> 指示と要件
以下の項目の各行を、「番号」と「行」の2列を持つMarkdownの表で表してもらえますか？空行は含めないでください。

* * *

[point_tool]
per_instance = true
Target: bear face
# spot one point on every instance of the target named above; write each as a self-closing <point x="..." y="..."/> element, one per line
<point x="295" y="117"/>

* * *

> 演習の解答
| 番号 | 行 |
|---|---|
| 1 | [point_tool] |
| 2 | per_instance = true |
| 3 | Target: bear face |
| 4 | # spot one point on every instance of the target named above; write each as a self-closing <point x="..." y="..."/> element, one per line |
| 5 | <point x="295" y="117"/> |